— START DOCUMENT PASSAGE —
For decades, real estate investors have been using lease options as a creative way to buy, sell, lease and flip property.
What isn’t widely known is how these contracts can become a legal and financial nightmare for either the buyer or the seller, if not done right. As they say, the devil is in the details.
What exactly is a lease option?
Simply put, it gives someone the option to purchase a property they’re leasing at the end of a specified rental period. Commercial lease options can be more complicated, but here’s the basics for residential:
A contract is drawn up between two parties: the tenant (also called the lessee or tenant-buyer), and the landlord (lessor), who owns or has the right to lease the property.
Most state laws require that the tenant-buyer provide “valuable consideration” in order to enforce the option. An option fee is generally used as that “valuable consideration” and can be as little as $1, but most landlords charge around 3%-5% of the purchase price. This is not a deposit, but rather a non-refundable fee for the purchase of something of value – the option.
The option gives the tenant the right to purchase the property at a later date for a set price. There is no obligation to buy – just an option to do so. The landlord, however, does not have the option but rather is bound by the sales contract at the agreed-upon option price and timeframe. It is a “unilateral” or one-way agreement.
The purchase price can be decided at the time the option is purchased, or it can be based on the appraised value of the property at the time the option is exercised (usually in 1-3 years).
In contrast, a lease-purchase is a bilateral, or two-way, agreement and is binding for both the seller and the buyer. Some states treat lease-purchases as a transfer of ownership, even if the contract is not recorded and the tenant-buyer is not yet on title.
Here’s where things can get tricky:
In the case of default, the landlord/owner might have to foreclose rather than evict the tenant-buyer. If the property is located in a judicial state, it could literally take years to foreclose! And during the process, the tenant-buyer could live in the property with out making payments.
In judicial states, a foreclosure goes through a court system. If the tenant-buyer has a good attorney, they could potentially argue that the contract was not valid or was done incorrectly.
You may be thinking, “Well, gee whiz. I’ll stick with lease-options then!”
That may not necessarily be the solution. Some states treat lease-options as the same as a lease-purchases. That’s why it’s imperative that you understand the local state laws before ever entering into any purchase/sale agreement, and have a knowledgeable attorney draft the contract.
If these risks exist, why would a landlord want to offer a lease-option?
Benefits of Lease Options to Landlords
- Many landlords prefer lease options over regular leases because they believe the tenant will feel a pride of ownership in the property. If the tenant-buyer expects to take title someday, they may decide to take better care of the property.
- The tenant-buyer pays a non-refundable option fee, whether he or she can exercise the option or not. Statistically, the majority of tenants are never able to exercise the option due to poor credit or lack of funds. If they wish to renew the lease-option, they would be required to pay another option fee.
- The tenant-buyer tends to pay higher monthly payments than regular lease payments because in some contracts, a portion of the payment goes toward the eventual purchase.
— END DOCUMENT PASSAGE —
— START SUPPLIED MATERIAL —
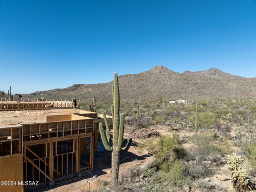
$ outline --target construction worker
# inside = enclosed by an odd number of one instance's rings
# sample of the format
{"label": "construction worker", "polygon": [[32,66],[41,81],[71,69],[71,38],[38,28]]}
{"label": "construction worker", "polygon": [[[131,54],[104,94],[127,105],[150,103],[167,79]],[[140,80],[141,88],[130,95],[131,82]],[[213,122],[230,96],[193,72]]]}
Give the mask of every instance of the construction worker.
{"label": "construction worker", "polygon": [[21,95],[21,94],[15,94],[15,95],[17,95],[17,102],[20,102],[20,100],[22,97],[22,95]]}
{"label": "construction worker", "polygon": [[77,105],[77,102],[76,101],[76,98],[74,98],[73,105],[74,105],[74,108],[76,109],[76,106]]}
— END SUPPLIED MATERIAL —
▶ BRIEF
Render this sentence from the article on lease options into Spanish: "The option gives the tenant the right to purchase the property at a later date for a set price."

▶ REPLY TO THE EXERCISE
La opción le da al inquilino el derecho de comprar la propiedad en una fecha posterior por un precio fijo.